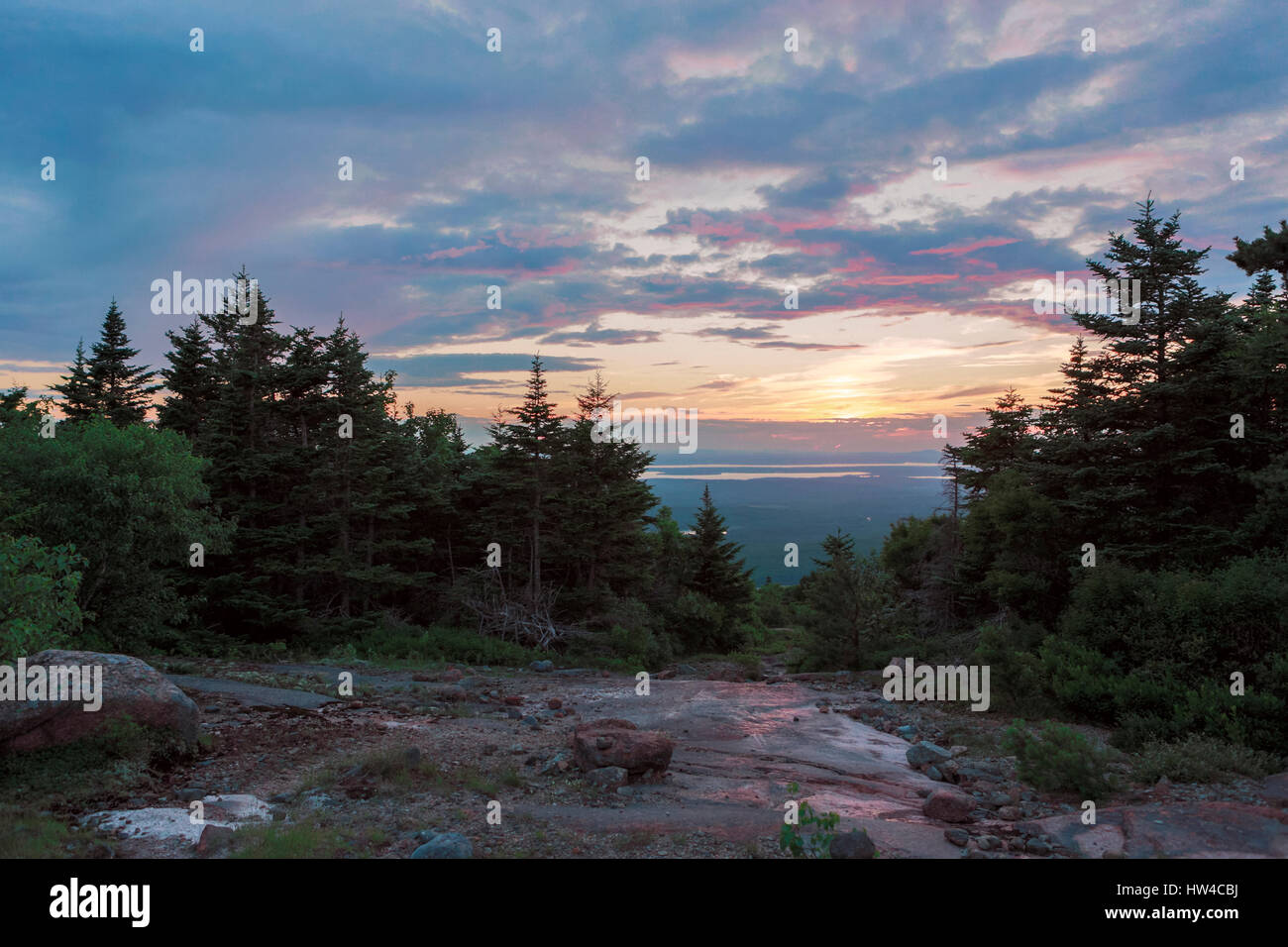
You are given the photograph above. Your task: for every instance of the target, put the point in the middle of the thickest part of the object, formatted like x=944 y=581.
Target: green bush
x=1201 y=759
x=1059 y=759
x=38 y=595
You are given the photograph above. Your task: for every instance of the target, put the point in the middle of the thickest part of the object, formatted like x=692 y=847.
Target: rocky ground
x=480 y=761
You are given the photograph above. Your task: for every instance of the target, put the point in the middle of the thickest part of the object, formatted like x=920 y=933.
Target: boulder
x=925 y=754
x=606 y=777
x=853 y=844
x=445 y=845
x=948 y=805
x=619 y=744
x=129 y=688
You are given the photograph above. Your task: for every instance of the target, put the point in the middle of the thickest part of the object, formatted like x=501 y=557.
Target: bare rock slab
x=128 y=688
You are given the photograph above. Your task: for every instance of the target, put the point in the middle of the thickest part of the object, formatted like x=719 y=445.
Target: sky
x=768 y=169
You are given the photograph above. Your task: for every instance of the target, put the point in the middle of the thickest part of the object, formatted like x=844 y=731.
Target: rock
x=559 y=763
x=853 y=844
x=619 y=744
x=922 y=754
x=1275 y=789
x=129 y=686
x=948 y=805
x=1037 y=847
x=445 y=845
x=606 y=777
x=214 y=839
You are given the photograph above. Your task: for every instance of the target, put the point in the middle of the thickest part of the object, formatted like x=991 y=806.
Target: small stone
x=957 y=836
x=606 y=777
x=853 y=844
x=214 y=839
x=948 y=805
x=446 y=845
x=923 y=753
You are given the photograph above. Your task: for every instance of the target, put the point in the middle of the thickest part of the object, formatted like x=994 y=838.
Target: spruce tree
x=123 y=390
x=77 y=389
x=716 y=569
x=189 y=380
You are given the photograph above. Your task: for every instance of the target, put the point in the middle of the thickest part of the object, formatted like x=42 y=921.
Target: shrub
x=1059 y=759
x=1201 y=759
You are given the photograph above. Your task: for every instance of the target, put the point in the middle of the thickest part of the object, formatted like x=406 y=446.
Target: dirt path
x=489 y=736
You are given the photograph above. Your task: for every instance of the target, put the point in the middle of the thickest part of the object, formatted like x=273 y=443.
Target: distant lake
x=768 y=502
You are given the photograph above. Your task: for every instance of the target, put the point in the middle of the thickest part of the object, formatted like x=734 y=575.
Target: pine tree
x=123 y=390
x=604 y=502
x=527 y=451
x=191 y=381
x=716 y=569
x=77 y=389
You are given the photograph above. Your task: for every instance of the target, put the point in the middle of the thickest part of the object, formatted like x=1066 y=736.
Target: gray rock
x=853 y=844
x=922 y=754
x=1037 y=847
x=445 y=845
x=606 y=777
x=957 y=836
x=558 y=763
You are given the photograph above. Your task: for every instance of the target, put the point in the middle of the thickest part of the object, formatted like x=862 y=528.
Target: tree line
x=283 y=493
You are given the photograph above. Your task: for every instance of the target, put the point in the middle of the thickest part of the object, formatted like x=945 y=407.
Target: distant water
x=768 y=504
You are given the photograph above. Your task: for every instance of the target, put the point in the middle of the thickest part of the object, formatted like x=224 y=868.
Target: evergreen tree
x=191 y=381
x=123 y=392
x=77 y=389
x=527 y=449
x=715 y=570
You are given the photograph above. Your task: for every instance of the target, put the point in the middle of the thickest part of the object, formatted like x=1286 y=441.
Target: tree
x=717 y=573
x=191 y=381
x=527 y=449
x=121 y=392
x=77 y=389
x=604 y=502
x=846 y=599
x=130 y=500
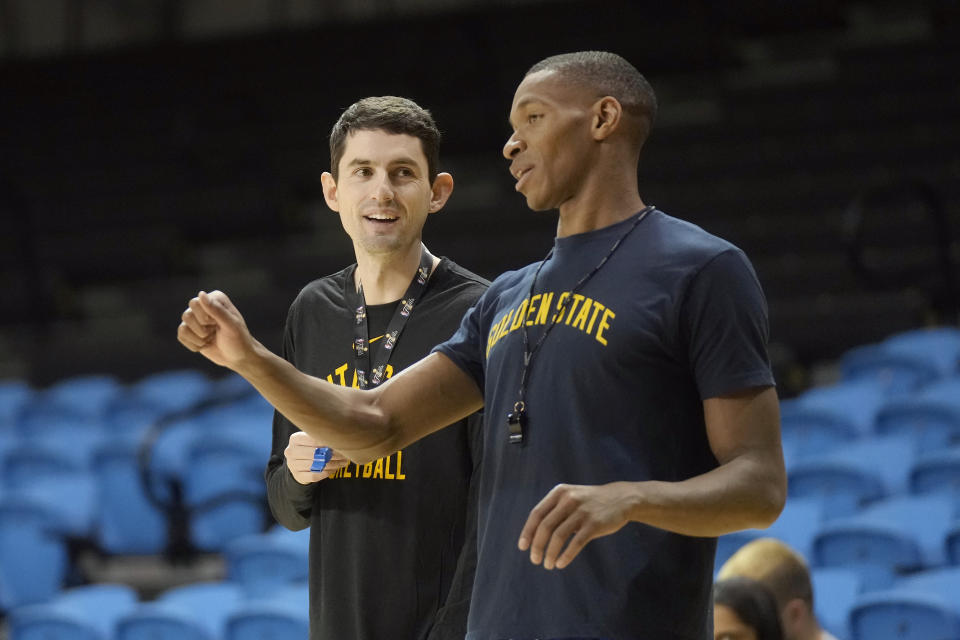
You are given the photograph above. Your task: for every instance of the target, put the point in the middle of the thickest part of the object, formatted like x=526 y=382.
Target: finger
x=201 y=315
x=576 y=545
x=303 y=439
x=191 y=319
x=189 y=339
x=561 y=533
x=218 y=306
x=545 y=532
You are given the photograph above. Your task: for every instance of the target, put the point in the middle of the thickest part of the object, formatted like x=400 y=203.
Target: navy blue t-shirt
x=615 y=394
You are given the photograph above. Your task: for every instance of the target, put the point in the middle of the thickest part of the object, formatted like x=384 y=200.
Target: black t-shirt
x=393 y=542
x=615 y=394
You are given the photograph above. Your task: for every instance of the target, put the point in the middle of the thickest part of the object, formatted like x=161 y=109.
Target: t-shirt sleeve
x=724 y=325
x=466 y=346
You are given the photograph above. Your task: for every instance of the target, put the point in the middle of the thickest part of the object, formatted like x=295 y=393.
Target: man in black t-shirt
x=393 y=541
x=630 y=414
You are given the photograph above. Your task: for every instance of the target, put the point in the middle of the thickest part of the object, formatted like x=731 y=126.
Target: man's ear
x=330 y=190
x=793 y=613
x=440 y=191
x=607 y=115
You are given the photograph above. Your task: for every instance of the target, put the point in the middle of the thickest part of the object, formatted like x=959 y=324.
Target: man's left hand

☆ ☆ ☆ ☆

• **EXERCISE OBJECTIVE**: Starting at the line that contains "like x=161 y=109.", output each remaining line of the listing, the last line included, exactly as it appears.

• **SOLUTION TO THIS EXERCISE**:
You are given the photograph above. Your task: for every instance of the target, put the point in the middle of the thickest part of the object, formatted like x=161 y=109.
Target: t-shirt sleeve
x=724 y=325
x=466 y=346
You are given the photograph above. Your task: for every instance of the target, put the point in the middle of the thickest part of the object, formatted like x=295 y=393.
Target: man in black t-shirt
x=393 y=541
x=630 y=414
You are given the photograph above. Your task: for every instance of the target, put the point in the middle of the thickest part of the object, formatted like x=731 y=126.
Target: man's ear
x=330 y=190
x=793 y=613
x=440 y=191
x=607 y=115
You are given the photograph above. Your task: for every instance of the target, put the point in the middle of the thickest part of the object, formatted like x=959 y=324.
Target: man's left hand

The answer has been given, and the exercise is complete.